**Short exercise**
Return every line in the rows below that contains the string "barber".

**Extracted records**
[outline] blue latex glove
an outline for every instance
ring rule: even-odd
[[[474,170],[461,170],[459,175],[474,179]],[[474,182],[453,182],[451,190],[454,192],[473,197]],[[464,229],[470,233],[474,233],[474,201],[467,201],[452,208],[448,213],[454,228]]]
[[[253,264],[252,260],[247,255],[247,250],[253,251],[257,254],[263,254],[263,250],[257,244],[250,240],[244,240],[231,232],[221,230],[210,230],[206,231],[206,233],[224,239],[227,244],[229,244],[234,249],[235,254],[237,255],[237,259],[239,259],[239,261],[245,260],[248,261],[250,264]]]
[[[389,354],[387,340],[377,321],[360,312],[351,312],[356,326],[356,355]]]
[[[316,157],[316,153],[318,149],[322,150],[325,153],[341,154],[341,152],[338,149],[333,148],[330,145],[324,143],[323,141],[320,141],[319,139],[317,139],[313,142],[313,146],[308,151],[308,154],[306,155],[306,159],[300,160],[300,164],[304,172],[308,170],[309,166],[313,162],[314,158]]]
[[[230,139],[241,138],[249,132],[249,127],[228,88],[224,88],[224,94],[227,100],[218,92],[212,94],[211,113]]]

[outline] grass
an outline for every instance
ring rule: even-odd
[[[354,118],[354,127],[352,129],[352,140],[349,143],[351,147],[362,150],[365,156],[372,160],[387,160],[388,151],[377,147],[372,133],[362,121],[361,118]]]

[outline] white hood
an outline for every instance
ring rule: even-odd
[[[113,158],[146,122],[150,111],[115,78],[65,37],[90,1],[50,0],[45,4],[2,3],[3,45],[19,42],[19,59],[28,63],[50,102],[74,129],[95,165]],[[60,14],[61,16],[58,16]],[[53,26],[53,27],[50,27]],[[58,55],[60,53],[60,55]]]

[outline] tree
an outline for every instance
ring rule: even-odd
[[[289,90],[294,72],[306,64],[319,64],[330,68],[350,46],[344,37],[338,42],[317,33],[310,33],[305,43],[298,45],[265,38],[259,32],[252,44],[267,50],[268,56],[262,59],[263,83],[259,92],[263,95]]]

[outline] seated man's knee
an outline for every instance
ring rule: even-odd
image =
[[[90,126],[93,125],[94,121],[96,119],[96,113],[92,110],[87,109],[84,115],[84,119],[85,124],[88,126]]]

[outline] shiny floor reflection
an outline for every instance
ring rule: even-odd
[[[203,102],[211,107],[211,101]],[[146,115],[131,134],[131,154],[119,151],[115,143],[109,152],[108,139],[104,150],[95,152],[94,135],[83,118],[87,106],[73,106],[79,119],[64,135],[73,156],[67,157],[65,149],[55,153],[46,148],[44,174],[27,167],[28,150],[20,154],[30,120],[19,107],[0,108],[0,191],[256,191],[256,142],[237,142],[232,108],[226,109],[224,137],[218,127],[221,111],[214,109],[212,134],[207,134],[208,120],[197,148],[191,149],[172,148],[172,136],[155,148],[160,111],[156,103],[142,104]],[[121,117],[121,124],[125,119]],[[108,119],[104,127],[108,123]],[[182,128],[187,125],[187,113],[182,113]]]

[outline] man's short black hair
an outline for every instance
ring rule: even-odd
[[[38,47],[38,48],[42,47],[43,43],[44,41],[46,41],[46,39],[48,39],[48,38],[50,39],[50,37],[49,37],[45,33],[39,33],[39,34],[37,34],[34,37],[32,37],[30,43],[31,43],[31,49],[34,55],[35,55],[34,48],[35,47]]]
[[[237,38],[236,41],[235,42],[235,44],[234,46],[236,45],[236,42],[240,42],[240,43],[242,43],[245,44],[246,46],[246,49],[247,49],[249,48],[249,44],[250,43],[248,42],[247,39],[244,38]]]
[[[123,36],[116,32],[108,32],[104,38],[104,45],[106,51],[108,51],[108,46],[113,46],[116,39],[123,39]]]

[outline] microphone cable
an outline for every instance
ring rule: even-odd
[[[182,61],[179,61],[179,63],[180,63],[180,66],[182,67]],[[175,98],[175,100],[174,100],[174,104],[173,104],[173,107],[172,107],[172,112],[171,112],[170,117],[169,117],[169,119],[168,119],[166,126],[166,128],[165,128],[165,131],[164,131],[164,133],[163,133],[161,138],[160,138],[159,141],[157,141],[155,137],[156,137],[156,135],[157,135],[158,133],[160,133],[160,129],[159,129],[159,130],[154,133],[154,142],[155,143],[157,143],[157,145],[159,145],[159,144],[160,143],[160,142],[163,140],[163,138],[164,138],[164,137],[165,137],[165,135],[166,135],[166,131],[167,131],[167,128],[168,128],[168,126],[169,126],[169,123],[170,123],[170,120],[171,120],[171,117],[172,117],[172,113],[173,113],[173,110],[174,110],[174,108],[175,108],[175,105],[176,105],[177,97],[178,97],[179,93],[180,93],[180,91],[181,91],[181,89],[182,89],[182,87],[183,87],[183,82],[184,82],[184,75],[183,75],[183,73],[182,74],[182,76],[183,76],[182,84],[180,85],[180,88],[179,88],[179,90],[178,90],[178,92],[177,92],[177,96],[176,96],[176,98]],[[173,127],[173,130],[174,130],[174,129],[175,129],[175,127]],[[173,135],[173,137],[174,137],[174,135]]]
==
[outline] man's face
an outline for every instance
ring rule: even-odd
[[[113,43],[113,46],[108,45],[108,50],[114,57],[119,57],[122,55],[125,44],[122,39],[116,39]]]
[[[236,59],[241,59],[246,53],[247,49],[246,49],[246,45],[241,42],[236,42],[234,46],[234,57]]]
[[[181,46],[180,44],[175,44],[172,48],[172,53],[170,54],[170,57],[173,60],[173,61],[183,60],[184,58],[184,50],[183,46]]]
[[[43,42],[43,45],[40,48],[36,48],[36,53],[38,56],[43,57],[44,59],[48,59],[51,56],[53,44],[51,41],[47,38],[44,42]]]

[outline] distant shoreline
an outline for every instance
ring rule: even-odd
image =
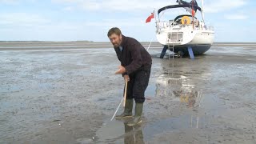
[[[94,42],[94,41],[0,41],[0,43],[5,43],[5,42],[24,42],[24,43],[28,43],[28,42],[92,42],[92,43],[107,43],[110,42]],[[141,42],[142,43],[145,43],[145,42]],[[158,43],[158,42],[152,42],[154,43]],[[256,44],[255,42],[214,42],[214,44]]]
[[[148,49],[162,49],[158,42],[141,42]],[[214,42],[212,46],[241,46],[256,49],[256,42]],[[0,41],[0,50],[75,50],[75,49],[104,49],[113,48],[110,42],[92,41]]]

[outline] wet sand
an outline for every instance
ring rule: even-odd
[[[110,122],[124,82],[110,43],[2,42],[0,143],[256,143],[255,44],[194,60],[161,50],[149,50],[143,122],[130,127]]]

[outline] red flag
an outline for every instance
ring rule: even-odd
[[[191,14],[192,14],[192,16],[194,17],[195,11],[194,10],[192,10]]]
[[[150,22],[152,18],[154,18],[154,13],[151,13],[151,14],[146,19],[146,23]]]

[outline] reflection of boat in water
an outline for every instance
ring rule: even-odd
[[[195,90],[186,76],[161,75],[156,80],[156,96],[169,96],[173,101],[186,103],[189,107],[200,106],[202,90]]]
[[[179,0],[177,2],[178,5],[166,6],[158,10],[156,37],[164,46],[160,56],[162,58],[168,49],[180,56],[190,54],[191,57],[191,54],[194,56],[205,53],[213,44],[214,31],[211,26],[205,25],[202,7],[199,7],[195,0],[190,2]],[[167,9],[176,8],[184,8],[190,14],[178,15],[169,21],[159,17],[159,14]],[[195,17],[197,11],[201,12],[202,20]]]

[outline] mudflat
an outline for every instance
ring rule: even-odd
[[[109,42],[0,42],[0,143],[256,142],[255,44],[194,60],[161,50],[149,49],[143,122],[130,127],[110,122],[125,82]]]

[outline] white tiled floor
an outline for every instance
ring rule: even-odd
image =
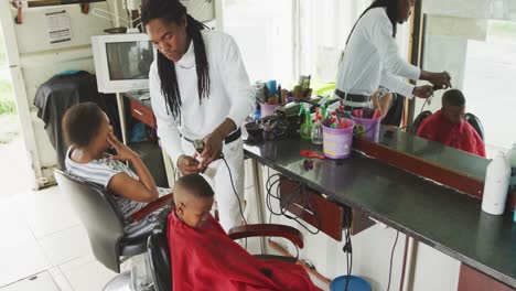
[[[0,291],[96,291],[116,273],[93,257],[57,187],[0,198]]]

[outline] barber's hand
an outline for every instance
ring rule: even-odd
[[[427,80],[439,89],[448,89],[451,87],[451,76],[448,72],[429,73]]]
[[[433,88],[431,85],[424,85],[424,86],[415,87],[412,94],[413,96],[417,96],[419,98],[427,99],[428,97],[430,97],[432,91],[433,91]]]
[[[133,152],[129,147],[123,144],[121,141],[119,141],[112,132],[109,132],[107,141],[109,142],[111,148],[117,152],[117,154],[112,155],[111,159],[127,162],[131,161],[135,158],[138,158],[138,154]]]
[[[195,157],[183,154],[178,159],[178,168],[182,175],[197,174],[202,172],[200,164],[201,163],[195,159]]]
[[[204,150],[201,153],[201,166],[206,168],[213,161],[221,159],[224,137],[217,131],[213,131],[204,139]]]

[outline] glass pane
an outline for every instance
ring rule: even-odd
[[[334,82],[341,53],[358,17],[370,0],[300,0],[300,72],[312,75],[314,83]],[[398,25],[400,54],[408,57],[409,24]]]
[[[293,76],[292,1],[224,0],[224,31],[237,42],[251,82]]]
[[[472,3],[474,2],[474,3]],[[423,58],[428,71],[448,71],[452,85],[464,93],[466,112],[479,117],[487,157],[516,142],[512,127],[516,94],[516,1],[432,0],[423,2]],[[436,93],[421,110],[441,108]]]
==
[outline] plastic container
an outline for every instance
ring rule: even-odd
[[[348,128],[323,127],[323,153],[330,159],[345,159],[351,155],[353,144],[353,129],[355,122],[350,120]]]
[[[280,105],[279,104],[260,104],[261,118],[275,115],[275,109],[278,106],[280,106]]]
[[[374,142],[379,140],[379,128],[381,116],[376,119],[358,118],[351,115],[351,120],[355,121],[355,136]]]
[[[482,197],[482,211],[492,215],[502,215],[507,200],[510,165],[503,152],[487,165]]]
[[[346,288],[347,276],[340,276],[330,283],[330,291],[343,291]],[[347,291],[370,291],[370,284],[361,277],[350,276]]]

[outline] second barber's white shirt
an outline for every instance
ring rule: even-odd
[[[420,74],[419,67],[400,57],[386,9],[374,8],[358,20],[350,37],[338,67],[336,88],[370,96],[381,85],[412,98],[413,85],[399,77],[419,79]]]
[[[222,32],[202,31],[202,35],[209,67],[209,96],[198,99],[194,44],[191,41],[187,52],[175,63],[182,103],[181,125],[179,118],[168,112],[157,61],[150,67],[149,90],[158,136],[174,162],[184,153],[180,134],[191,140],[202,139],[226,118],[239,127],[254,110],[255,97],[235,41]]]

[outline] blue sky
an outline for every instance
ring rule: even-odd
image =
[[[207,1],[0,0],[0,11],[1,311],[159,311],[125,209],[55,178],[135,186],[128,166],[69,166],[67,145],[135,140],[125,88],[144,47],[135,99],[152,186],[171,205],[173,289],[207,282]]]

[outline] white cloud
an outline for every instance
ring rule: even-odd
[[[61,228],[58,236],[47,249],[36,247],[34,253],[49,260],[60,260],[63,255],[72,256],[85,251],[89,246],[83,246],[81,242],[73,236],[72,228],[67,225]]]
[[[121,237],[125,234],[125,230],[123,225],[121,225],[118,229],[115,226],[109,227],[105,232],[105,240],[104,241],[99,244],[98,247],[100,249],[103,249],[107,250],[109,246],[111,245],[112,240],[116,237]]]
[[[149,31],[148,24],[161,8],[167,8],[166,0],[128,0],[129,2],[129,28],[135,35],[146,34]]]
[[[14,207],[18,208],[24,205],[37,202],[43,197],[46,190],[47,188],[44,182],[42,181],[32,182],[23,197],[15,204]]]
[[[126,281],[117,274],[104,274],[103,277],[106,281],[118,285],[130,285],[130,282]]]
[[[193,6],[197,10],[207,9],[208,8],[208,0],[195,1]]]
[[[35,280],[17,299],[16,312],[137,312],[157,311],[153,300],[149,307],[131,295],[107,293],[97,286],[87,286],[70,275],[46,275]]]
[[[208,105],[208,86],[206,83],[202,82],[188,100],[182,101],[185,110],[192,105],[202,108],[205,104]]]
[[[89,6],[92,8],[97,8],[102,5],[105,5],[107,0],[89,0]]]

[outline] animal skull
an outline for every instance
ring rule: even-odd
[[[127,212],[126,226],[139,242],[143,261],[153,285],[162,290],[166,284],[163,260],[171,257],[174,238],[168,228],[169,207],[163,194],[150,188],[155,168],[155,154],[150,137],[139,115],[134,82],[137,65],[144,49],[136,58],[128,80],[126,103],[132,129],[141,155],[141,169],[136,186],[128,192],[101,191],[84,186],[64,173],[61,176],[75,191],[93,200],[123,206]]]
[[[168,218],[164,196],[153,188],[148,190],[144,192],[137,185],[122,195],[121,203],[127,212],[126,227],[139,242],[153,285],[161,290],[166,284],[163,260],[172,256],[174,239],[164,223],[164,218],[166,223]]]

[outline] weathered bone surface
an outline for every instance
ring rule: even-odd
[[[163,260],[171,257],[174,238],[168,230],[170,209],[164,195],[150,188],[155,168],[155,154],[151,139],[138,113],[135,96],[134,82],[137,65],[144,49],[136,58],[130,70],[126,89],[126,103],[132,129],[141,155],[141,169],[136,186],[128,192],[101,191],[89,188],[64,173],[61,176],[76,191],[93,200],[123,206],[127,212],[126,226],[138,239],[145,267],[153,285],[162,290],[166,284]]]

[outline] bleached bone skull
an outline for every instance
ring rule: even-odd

**Response to this exercise**
[outline] barber's hand
[outline] second barber's white shirt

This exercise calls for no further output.